#### Problem statement
Collect every line of the entries below that contains the string "basin", copying each one in full.

#### Supplied records
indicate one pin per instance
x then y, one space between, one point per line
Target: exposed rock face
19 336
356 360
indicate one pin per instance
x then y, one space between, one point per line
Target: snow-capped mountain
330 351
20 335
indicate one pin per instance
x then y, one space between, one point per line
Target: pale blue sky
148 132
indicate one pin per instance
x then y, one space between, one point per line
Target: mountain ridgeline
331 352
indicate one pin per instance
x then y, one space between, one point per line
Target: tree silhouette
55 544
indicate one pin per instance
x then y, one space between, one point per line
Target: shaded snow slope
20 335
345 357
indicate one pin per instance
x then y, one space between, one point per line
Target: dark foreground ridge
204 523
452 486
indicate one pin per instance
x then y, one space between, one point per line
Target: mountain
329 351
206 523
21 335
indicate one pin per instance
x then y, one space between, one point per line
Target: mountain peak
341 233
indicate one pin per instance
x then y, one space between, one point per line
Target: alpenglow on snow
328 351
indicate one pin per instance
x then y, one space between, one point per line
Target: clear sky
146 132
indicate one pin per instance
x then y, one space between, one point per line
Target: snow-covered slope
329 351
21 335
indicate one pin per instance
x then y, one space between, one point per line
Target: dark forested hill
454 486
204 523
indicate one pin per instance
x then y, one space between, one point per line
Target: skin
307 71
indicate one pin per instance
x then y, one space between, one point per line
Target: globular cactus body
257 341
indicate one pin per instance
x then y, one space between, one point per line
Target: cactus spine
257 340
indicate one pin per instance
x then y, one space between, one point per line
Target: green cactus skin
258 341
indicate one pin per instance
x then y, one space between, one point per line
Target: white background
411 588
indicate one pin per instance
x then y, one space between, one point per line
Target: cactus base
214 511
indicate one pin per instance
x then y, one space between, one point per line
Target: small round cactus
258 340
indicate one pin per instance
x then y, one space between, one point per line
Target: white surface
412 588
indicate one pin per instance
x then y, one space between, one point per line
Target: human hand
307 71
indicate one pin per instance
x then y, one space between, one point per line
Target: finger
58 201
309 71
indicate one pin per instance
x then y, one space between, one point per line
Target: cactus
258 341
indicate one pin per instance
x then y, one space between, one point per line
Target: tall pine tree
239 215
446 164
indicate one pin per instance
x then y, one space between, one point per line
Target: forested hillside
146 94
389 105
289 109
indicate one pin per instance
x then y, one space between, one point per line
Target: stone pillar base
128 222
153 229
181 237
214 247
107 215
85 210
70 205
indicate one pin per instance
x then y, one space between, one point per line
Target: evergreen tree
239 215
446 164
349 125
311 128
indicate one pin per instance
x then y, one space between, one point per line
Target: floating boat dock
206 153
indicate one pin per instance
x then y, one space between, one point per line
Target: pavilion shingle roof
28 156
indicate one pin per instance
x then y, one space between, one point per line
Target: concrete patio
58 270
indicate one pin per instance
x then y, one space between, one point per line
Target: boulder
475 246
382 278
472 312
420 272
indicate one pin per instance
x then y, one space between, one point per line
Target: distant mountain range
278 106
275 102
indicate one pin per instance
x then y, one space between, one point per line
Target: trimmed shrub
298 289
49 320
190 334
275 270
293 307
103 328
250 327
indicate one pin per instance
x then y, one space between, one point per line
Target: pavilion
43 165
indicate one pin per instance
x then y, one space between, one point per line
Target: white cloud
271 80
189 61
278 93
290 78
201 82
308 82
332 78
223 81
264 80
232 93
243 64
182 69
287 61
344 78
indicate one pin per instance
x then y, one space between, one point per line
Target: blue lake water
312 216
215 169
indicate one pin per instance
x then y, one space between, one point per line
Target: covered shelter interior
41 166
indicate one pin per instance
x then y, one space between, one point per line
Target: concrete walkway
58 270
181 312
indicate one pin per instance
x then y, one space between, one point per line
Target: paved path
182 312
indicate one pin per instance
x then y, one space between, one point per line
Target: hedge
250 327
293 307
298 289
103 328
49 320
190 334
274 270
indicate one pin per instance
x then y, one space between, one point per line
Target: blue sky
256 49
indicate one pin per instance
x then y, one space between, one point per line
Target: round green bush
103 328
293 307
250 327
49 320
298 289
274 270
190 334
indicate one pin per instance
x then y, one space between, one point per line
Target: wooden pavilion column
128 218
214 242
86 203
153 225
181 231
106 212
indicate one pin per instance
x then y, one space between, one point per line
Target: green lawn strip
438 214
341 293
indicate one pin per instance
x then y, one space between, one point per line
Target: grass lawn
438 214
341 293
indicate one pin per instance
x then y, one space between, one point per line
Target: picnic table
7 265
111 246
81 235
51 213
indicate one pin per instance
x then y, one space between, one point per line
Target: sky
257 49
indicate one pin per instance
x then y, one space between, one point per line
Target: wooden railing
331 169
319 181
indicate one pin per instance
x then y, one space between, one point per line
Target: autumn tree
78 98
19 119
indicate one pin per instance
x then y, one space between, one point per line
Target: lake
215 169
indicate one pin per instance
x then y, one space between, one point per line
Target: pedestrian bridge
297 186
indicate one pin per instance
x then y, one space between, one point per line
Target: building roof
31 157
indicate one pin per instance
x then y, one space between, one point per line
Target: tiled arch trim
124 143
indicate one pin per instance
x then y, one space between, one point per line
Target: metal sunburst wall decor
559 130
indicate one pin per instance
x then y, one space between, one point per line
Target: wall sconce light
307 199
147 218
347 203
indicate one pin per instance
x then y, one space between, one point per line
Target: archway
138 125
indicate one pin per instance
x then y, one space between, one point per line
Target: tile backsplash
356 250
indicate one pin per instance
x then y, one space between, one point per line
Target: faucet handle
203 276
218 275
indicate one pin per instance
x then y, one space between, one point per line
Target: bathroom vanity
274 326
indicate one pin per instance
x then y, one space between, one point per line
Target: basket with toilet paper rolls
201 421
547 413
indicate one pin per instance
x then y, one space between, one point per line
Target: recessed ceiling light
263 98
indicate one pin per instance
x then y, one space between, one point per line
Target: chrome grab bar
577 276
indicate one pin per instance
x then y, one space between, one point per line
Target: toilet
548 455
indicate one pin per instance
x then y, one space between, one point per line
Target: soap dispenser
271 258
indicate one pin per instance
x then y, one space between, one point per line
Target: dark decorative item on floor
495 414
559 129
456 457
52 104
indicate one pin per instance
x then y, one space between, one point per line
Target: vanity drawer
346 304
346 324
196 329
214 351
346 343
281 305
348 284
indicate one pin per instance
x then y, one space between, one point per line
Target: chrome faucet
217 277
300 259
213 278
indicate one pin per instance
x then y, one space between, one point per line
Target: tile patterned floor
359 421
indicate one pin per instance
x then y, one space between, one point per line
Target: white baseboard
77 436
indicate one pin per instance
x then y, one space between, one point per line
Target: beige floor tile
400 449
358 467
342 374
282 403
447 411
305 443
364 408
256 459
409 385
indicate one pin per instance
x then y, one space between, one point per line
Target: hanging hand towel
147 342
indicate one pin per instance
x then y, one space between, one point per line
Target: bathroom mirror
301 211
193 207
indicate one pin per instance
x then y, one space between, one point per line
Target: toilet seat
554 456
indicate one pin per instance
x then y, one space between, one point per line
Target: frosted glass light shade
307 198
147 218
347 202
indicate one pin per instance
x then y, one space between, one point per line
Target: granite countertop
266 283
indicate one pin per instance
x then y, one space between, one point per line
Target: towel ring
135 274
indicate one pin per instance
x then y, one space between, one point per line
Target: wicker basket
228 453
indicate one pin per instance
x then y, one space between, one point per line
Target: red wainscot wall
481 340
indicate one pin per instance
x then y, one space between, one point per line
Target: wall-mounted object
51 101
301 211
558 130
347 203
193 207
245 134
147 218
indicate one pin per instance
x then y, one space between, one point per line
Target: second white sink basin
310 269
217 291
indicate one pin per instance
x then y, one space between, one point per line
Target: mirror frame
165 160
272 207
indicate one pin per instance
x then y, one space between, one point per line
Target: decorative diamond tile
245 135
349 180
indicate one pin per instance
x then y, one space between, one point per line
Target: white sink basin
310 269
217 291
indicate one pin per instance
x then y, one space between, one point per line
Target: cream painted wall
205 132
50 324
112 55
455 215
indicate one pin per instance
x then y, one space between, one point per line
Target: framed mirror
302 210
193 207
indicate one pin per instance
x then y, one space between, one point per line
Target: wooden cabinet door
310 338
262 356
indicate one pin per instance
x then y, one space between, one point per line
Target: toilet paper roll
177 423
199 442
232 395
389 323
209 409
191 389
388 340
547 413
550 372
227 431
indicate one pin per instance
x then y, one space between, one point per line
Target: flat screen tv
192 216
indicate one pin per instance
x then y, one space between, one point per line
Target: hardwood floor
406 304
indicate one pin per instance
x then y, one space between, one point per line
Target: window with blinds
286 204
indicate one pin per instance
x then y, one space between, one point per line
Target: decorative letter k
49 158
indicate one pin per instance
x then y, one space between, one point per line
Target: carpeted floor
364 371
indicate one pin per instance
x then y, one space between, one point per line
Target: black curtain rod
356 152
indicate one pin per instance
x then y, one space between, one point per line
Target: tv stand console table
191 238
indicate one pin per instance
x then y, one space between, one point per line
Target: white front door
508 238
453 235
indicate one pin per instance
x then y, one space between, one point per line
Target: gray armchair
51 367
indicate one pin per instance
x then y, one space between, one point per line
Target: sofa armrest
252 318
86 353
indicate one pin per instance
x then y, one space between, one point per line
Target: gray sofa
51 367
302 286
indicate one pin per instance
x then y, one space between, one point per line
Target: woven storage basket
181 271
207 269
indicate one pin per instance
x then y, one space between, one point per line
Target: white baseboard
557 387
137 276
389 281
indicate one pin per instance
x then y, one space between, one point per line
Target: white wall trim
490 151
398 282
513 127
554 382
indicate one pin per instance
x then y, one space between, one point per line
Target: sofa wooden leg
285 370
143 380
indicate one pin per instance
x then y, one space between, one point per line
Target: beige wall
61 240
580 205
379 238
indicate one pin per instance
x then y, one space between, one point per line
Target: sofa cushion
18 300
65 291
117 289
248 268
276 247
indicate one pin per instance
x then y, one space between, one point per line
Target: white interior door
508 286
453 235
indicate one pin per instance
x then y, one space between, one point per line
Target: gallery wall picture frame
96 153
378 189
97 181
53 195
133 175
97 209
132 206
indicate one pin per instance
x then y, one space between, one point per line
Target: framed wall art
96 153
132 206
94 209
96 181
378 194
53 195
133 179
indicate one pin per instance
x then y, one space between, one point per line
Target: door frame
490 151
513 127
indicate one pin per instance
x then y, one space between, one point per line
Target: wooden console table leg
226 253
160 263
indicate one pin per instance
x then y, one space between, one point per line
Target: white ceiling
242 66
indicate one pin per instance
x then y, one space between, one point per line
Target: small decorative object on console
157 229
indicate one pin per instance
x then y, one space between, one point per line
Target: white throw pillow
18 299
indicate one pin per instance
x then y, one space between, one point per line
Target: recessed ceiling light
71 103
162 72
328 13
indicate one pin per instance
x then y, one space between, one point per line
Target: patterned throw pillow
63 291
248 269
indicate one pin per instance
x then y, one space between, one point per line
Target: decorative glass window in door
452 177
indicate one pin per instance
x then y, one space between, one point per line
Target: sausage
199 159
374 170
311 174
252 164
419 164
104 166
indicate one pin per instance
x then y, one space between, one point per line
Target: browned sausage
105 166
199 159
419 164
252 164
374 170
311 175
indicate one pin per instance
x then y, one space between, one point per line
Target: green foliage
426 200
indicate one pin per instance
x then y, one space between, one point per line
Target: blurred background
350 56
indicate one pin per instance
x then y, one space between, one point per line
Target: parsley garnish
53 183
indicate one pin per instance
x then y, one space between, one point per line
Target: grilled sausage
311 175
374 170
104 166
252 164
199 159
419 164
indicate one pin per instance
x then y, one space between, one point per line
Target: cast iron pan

#### Answer for the task
Target: second white sink basin
Target: white sink basin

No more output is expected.